Dataset records:
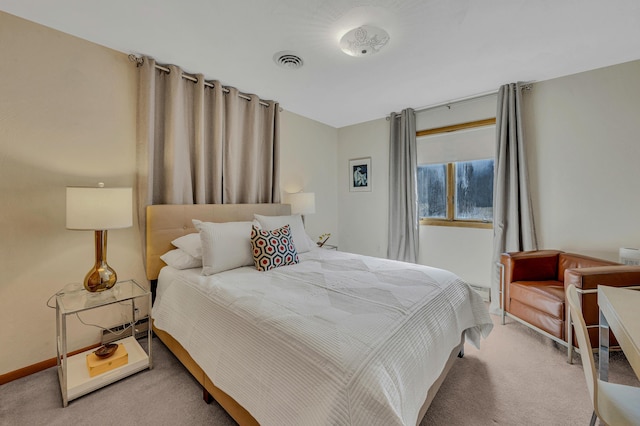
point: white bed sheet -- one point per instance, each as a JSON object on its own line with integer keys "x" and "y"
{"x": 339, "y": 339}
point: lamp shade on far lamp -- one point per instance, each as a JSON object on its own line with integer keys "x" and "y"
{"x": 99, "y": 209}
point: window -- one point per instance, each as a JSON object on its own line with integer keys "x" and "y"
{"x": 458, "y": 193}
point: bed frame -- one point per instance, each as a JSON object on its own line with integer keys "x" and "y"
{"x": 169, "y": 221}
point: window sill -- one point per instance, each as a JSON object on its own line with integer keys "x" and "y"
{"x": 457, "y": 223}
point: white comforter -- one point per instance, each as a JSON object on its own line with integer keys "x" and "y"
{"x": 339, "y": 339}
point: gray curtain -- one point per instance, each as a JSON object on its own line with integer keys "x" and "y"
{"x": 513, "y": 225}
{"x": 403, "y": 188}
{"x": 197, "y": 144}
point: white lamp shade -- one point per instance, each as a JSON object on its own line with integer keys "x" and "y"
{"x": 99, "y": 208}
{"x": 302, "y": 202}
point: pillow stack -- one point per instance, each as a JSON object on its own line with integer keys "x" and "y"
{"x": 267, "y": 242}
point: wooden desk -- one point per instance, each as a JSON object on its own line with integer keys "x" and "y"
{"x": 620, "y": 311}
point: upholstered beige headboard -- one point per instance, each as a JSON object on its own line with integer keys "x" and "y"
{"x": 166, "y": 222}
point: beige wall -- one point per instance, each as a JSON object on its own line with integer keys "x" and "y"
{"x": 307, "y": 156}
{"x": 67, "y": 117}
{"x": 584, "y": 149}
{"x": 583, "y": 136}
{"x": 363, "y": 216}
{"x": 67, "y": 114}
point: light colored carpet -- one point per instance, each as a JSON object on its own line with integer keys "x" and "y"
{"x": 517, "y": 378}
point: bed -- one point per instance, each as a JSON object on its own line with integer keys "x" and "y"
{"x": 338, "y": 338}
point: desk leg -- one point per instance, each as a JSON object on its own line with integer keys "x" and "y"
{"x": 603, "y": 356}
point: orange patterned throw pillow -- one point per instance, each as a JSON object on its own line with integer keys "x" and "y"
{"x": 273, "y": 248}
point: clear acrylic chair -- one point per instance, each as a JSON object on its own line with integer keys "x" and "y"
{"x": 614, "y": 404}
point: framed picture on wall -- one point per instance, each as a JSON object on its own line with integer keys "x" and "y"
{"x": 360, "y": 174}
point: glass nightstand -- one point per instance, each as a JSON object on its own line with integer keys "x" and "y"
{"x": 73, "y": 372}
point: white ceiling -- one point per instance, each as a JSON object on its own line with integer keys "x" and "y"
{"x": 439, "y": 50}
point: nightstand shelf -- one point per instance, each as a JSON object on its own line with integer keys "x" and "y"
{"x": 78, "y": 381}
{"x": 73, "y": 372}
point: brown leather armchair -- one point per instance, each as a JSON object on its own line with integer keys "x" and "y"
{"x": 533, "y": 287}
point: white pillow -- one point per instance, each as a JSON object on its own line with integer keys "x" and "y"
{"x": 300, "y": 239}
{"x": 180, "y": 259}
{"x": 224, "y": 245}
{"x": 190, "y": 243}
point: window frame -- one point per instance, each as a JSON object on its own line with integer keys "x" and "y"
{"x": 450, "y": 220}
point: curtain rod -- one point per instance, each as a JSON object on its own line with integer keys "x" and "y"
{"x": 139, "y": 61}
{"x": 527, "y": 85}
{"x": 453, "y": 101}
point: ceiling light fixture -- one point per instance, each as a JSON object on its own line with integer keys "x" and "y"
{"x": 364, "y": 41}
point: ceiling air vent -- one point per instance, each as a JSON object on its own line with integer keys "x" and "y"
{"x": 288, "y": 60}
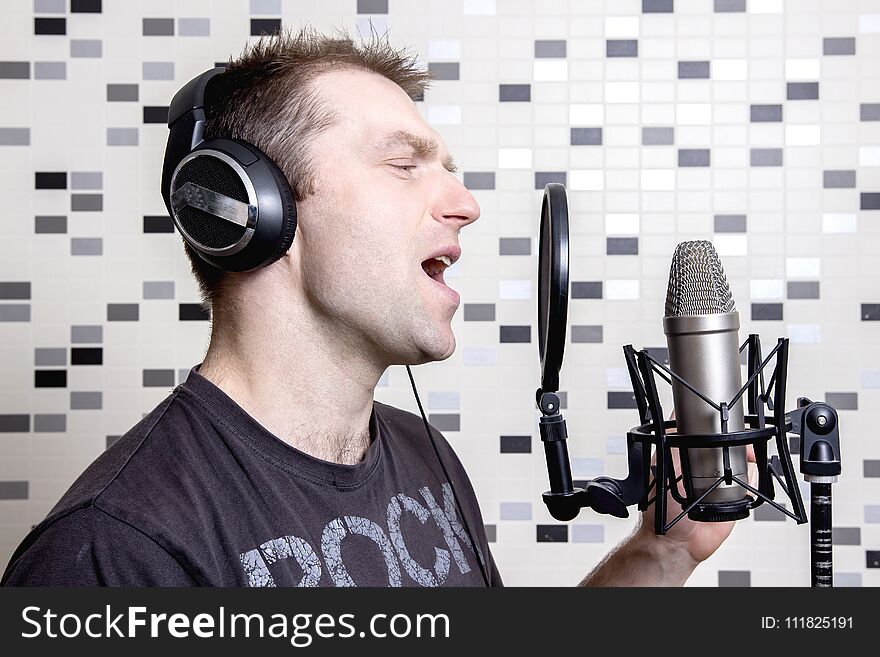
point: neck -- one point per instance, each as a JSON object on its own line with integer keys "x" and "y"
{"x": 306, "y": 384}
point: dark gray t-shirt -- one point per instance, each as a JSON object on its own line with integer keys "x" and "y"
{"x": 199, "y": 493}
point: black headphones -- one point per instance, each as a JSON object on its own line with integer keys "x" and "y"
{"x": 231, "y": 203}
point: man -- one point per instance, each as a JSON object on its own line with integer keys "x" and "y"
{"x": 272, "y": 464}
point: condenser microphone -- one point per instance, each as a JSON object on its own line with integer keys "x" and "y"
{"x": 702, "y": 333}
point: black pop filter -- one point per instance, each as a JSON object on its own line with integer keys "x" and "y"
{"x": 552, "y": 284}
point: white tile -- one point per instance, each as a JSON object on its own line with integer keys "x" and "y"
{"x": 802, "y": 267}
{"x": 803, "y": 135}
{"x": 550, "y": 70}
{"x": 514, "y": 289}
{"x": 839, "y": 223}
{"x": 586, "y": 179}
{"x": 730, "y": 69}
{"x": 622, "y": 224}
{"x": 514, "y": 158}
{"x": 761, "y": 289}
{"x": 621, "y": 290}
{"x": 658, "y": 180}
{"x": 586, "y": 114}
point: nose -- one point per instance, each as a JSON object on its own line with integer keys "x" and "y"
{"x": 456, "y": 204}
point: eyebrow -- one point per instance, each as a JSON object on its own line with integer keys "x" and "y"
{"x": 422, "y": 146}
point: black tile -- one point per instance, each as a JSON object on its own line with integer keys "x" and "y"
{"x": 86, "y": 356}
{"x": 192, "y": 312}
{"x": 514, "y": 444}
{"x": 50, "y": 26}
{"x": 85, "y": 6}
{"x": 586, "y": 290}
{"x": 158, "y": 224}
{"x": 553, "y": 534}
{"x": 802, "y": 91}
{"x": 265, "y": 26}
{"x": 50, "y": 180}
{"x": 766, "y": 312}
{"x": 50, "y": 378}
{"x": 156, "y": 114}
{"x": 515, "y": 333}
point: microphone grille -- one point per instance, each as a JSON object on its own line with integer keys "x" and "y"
==
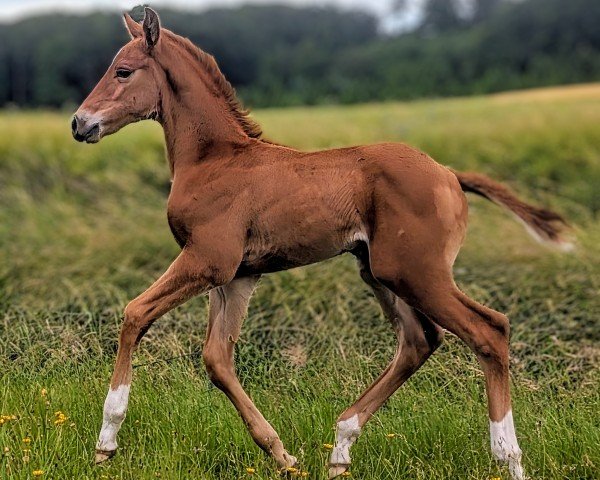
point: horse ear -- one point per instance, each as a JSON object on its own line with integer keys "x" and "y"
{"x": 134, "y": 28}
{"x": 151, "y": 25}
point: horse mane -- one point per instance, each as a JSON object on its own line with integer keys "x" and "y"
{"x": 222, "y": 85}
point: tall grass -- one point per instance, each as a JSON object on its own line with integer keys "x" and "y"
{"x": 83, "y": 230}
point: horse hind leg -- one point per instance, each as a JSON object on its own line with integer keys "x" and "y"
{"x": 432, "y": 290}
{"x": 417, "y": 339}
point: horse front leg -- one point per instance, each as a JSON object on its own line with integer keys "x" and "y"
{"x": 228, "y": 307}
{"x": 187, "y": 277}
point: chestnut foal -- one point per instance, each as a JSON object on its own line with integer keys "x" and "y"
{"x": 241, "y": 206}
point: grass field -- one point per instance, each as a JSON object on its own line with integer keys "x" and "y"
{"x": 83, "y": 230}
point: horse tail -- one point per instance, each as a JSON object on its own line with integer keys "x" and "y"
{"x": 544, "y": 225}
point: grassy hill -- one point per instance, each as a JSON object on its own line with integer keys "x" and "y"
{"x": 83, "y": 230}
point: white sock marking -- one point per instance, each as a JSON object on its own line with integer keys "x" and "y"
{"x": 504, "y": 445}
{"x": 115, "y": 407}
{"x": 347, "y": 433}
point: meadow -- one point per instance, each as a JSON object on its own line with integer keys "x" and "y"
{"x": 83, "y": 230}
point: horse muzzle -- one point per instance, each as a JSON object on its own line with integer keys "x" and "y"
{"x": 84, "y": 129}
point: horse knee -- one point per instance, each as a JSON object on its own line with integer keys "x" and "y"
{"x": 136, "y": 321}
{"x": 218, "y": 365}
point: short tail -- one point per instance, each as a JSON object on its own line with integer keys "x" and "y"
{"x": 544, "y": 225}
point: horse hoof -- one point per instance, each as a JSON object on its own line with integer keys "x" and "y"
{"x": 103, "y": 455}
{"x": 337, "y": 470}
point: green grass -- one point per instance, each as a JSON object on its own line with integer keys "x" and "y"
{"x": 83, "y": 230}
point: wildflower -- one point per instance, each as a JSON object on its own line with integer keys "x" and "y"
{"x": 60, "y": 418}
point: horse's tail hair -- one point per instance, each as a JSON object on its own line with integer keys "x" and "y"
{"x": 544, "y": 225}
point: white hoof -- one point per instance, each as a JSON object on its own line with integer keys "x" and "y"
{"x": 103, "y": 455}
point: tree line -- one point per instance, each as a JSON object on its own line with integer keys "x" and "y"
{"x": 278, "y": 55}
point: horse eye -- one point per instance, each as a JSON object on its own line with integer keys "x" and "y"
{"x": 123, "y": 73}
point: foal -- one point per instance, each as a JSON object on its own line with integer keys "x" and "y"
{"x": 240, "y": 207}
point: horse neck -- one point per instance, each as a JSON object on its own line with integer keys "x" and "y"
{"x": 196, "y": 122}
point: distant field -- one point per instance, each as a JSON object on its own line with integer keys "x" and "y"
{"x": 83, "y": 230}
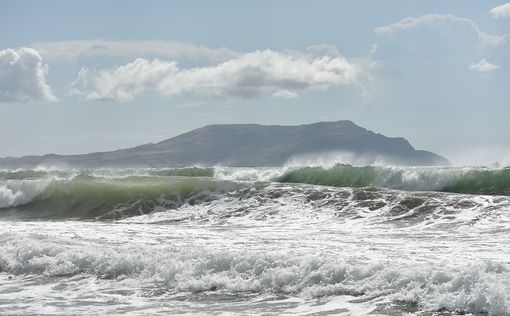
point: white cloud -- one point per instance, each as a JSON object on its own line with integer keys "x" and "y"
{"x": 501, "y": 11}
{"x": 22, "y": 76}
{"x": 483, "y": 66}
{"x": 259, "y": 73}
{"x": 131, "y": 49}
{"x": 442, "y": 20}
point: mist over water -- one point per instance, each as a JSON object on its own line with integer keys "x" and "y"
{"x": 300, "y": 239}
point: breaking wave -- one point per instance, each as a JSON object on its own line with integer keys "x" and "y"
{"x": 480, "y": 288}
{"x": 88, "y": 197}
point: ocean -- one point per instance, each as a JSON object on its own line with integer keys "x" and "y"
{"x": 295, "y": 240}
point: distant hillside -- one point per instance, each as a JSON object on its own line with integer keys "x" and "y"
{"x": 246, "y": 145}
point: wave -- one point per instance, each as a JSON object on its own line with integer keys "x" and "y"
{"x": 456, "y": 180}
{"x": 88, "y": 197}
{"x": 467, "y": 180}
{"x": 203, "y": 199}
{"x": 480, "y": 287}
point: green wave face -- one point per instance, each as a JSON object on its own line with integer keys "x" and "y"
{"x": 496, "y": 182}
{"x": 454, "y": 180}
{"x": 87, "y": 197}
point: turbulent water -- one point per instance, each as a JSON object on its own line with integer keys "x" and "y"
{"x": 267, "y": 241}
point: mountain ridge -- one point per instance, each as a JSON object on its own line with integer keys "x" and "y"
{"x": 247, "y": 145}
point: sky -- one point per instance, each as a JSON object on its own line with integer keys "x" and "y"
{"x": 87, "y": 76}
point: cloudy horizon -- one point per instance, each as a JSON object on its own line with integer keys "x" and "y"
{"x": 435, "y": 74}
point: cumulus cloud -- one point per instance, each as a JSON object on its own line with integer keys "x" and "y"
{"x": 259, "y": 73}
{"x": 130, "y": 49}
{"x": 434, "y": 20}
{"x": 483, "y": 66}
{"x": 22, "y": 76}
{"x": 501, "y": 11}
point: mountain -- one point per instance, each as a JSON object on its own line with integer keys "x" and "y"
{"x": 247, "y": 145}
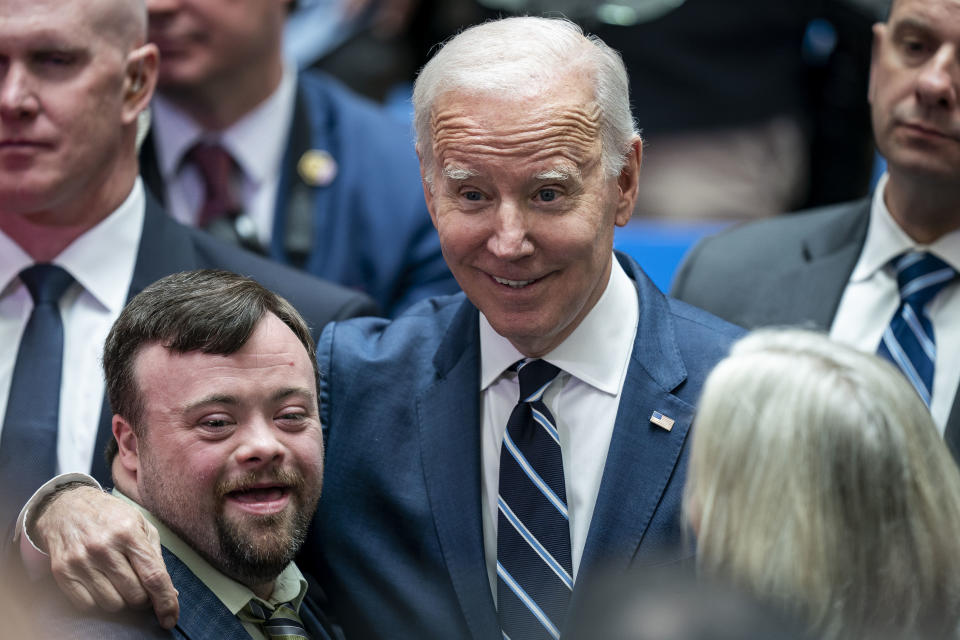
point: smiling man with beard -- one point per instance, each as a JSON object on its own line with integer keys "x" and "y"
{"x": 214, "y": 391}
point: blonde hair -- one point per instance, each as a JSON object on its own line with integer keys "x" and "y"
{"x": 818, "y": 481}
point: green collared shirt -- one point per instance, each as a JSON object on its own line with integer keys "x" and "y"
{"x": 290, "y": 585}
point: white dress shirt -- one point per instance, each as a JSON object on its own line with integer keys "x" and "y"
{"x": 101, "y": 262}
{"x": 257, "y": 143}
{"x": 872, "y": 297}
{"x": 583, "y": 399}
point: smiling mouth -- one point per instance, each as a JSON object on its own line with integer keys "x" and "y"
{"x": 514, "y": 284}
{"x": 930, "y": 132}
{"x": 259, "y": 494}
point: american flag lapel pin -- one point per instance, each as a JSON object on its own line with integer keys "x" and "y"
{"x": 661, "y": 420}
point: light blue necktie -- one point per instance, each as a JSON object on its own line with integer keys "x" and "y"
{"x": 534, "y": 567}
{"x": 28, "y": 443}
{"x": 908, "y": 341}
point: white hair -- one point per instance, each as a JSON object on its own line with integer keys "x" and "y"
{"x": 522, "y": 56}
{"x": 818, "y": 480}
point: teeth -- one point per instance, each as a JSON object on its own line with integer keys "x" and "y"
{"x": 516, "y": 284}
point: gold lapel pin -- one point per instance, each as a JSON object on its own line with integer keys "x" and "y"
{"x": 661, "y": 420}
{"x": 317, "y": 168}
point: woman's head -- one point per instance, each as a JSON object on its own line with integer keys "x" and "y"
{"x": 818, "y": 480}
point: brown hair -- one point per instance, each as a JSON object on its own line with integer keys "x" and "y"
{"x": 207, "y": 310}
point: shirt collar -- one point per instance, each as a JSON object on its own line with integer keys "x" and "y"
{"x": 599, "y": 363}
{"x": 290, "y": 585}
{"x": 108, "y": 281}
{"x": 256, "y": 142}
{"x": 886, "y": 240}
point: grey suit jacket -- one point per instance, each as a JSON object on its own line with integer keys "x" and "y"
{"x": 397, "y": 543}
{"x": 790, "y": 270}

▶ [DIRECTION] State how many lines in the rows above contain the string "field", with case counting. Reply with only the number.

▶ [CORRECT RESPONSE] 2